* **Material shown**:
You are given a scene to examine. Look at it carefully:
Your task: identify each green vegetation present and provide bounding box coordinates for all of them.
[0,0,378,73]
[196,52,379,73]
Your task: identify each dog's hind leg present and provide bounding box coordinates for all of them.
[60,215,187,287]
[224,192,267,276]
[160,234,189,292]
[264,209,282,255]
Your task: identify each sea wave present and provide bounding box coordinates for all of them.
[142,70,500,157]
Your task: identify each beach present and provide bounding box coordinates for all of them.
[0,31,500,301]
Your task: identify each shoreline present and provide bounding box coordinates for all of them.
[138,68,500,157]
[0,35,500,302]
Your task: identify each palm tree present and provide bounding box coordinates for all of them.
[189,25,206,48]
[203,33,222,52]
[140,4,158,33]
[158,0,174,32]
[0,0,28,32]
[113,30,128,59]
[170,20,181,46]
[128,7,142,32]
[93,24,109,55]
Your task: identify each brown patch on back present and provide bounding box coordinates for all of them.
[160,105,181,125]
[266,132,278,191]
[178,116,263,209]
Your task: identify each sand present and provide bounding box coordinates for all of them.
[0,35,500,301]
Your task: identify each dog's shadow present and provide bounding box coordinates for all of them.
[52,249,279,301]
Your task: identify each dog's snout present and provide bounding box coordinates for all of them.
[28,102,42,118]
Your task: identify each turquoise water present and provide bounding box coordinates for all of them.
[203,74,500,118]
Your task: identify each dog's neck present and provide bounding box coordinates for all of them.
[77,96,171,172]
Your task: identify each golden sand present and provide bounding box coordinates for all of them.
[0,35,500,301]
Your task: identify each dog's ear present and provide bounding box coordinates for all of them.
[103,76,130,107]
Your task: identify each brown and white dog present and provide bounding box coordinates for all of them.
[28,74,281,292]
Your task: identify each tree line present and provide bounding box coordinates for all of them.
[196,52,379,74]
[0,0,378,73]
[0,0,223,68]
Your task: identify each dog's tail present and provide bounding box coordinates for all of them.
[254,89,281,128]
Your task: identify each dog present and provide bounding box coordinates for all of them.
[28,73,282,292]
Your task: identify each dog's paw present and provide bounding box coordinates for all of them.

* **Goal**: Copy the entire listing above word for word, keeping every line in its original order.

* **Full output**:
You are given a scene to examine. Look at it carefully:
Your task: identify each green vegetation present and provide bounding box coordinates for all of them.
[0,0,378,73]
[196,52,379,73]
Your task: identify each dog's hind leg present and provide bounding box coordinates for all of them.
[60,215,187,287]
[224,192,267,276]
[160,234,189,292]
[264,209,282,255]
Your task: identify each sea wave present and provide bounding box coordinates for all of them.
[142,70,500,157]
Your task: identify each beach present and provide bounding box coordinates for all of them.
[0,31,500,301]
Your task: identify each shoreline present and provide bounding box coordinates for all of them.
[138,68,500,157]
[0,35,500,302]
Your task: identify each palm tree present and provide bounding box coordinates for all of them.
[189,25,206,48]
[203,33,222,52]
[140,4,158,33]
[158,0,174,32]
[0,0,28,32]
[113,30,128,59]
[170,20,181,46]
[128,7,142,32]
[93,24,109,55]
Your task: identify each brown patch on back present and provide bounding box coordinates for all of them.
[160,105,181,125]
[266,132,278,191]
[178,116,263,209]
Your task: identify each sand present and provide bounding box coordinates for all of them.
[0,35,500,301]
Your task: identify each dog's shadow present and provide bounding box coordinates for all of them.
[52,249,279,301]
Your task: identify each dog's snout present and provide bounding box coordinates for all of them.
[28,102,42,118]
Your task: identify each turquoise water present and provide bounding box coordinates for all of them.
[203,74,500,118]
Your task: identify each dog's neck present and provide bounding box coordinates for all of them.
[77,96,171,172]
Your task: identify each golden sand present and provide bounding box coordinates for all of them.
[0,35,500,301]
Your task: identify each dog's ear present and provide bounding box coordinates for all of them.
[103,76,130,107]
Your task: identify each brown and white dog present and provide bounding box coordinates for all of them.
[28,74,281,292]
Your task: identify each tree line present and provide bounding box coordinates for all of them.
[196,52,379,74]
[0,0,378,73]
[0,0,223,68]
Your task: identify each dog's tail present and provide bounding box coordinates for all of them.
[254,89,281,128]
Your task: identify each dog present and provide bounding box coordinates for all of them.
[28,73,282,292]
Your task: identify each dog's paw present and provide bounding box coordinates for all of them.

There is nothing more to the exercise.